* _CONJUNTO DE TAREFAS_
A - Quais pessoas são mencionadas pelo nome no texto sobre a travessia a pé de São Paulo, e qual é a profissão de cada uma?
B - Escreva a continuação do texto sobre a travessia a pé de São Paulo, começando logo após a última frase dele.

* _TRECHO FORNECIDO_
· · ·
A cena durou cinco segundos. Quem estava na fila do semáforo ou no ônibus vizinho talvez nem a tenha visto. Mas aquela imagem ficou na memória do grupo que, de mochilão nas costas, esperava o sinal abrir.

Durante três dias, em novembro, essas dez pessoas cruzaram a capital paulista a pé, de sul a norte. A sãopaulo acompanhou a expedição e presenciou episódios, como o narrado acima, que aconteceram pelo caminho. Andar pela metrópole é como ver a vida em câmara lenta, já que não se segue o ritmo dos carros. É estar mais devagar do que a cidade.

O trajeto foi de 65 km, do Grajaú (zona sul) à serra da Cantareira (norte). Chamada Travessia Ponto-à-Ponta, a caminhada foi organizada pelo arquiteto e artista plástico Renato Hofer.

 

 

Contrastes

Cinema no sul

Depois de um café na Cinemateca, na Vila Clementino, o professor de literatura Marco Roberto, 38,
e a psicóloga Simone Munhoz, 50, iriam assistir a um filme espanhol. 
Para Roberto, o melhor da cidade são os cinemas, museus e teatros.
“São Paulo é esse laboratório cultural que nos permite compreender o mundo em suas diferentes perspectivas.”
· · ·
* _DADOS FORNECIDOS_
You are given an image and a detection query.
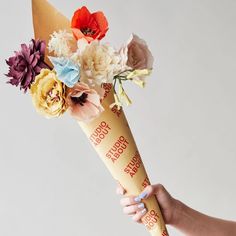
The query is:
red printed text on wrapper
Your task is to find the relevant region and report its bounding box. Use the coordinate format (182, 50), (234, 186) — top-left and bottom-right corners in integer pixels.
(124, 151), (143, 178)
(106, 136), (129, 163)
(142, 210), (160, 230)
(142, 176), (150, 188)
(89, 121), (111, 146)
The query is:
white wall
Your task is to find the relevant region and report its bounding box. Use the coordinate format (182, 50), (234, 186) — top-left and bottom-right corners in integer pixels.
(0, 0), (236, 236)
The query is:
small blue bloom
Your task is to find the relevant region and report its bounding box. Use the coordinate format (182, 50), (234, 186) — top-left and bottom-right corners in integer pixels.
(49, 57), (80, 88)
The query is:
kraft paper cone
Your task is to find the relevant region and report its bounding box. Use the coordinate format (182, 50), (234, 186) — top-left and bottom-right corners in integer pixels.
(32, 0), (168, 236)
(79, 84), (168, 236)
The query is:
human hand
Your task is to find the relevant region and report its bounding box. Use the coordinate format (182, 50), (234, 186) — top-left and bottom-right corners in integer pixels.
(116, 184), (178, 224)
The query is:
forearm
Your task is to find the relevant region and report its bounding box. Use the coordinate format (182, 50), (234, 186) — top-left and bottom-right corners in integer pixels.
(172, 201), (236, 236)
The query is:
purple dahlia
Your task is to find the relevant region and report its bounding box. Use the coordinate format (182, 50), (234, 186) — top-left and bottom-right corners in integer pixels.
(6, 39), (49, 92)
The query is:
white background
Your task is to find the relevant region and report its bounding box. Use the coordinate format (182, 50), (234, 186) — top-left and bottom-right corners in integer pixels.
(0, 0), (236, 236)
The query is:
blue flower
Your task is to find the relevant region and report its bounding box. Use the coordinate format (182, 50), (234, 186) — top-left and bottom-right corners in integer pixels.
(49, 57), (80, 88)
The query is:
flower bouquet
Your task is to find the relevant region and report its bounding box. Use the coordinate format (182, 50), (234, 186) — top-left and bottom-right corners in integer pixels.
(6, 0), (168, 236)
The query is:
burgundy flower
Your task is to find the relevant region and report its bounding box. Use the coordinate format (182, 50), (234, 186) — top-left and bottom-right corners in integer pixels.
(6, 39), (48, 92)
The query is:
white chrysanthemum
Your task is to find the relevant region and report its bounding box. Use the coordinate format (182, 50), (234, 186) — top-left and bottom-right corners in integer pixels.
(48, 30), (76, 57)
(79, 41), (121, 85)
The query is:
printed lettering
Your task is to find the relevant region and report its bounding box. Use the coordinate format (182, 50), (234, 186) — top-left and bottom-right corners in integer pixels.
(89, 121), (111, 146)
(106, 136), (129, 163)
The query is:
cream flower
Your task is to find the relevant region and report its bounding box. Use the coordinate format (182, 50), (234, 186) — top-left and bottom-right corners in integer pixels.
· · ·
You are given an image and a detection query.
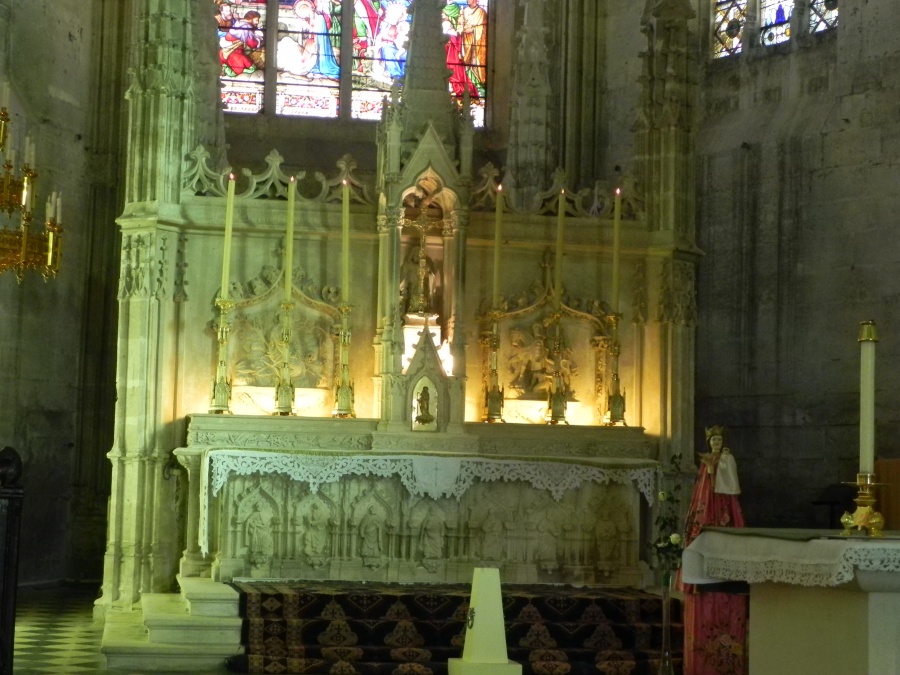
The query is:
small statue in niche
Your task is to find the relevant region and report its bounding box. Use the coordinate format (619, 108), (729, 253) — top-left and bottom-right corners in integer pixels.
· · ·
* _RESULTADOS DAS TAREFAS_
A -
Renato Hofer: arquiteto e artista plástico
Marco Roberto: professor de literatura
Simone Munhoz: psicóloga

B -
***

São Paulo é várias em uma. É cidade pequena onde comadres se cumprimentam no portão e o vizinho vende geladinho a R$ 0,75. Tem cara de litoral, com deques, estacionamentos de barcos e crianças que brincam na água. E pode ser chique, com casarões murados e festas na piscina, ou pobre, em barracos amontados num vale.

A travessia começou pelo interior. A partida foi às 8h de 20 de novembro, feriado, na estação Grajaú da CPTM, ponto final do transporte por trilhos na capital. A chuva que caíra durante toda a noite havia cessado e o grupo começou a caminhada nas ruas vazias do bairro de classe baixa, onde só mercadinhos estavam abertos. Ao sair de casa, uma senhora chamou a outra, que passava na calçada: “Tudo bem, querida?”. No sobe e desce dos morros, só um papagaio falava.

O clima litorâneo apareceu próximo à Guarapiranga (também no sul), no antigo Iate Clube Santa Paula, onde a elite paulistana se reunia para velejar e nadar na piscina, hoje vazia. Até 17 mil pessoas aproveitavam shows num enorme salão de bailes. O prédio, usado como depósito, está esquecido.

Às margens da água, um homem colocava uma minhoca no anzol para atrair piranhas e lambaris. Assistente administrativo, Márcio Saraiva, 40, costuma soltar os peixes. Quando não, come-os “fritinhos, com birita para acompanhar”. Ao lado dele, meninos molhavam os pés na Guarapiranga.

Ao fundo da pescaria, um conjunto residencial despontava na paisagem. Era o começo de uma mudança de cenário que acompanharia os caminhantes por boa parte do percurso. Em Santo Amaro, Campo Belo, Vila Mariana, Cambuci, Pari, Carandiru, Santana e Jardim Peri impera o cimento, em forma de casas ou prédios, até a floresta chegar, no extremo norte.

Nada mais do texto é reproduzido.